Exercise brief:
Using the excerpt on UC Berkeley's repatriation of Native American remains, answer:
(a) How many days do tribes have to file claims for the human remains?
(b) Which institution would hold the most Native American remains if the repatriation is completed?
(c) What have tribes, especially in California, expressed for decades?

*** Opening of Document excerpt ***

UC Berkeley stressed that this week’s notice in the Federal Register is just one step in the lengthy NAGPRA process. Citing federal repatriation law, the notice says tribes — namely those with historical or present-day ties to the Bay Area — have 30 days to file claims for the human remains.

If the repatriation is ultimately completed, the school would no longer have the unwelcome distinction of holding more Native American remains than any other institution in the country, according to the National NAGPRA Program within the National Park Service. Based on federal data from Sept. 30, the Ohio History Connection, a museum and research center in Columbus, would have the most.

Tribes, especially in California, have for decades expressed frustrations with UC Berkeley’s handling of their repatriation requests. In the past, the university stalled or challenged tribal groups’ efforts to make claims to the remains of their ancestors.

*** Close of Document excerpt ***
*** Opening of Dataset entries ***

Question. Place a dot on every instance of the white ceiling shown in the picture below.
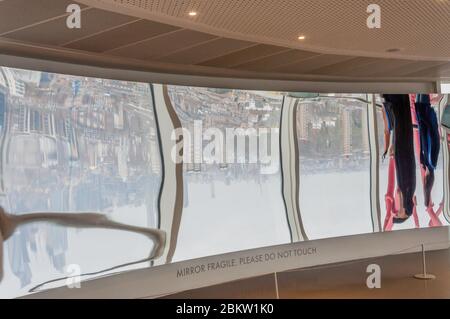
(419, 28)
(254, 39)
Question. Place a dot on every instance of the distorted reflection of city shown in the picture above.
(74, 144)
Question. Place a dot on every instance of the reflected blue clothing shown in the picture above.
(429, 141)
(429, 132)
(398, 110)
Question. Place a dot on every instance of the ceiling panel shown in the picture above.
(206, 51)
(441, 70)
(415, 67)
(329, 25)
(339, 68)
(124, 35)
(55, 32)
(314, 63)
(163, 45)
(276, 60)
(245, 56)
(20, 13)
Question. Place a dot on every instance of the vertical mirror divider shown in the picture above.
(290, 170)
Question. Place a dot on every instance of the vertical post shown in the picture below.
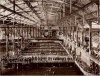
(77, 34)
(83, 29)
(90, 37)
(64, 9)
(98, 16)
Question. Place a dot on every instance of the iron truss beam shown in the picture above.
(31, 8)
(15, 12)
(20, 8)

*** Close of Dataset entries ***
*** Opening of Dataset entries ***

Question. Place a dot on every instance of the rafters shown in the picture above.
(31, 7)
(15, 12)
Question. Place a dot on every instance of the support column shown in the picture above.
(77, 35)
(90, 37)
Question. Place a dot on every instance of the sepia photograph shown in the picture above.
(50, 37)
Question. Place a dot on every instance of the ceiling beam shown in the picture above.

*** Close of Dataset entries ***

Solution to the exercise:
(a) 30 days.
(b) The Ohio History Connection, a museum and research center in Columbus.
(c) Frustrations with UC Berkeley's handling of their repatriation requests.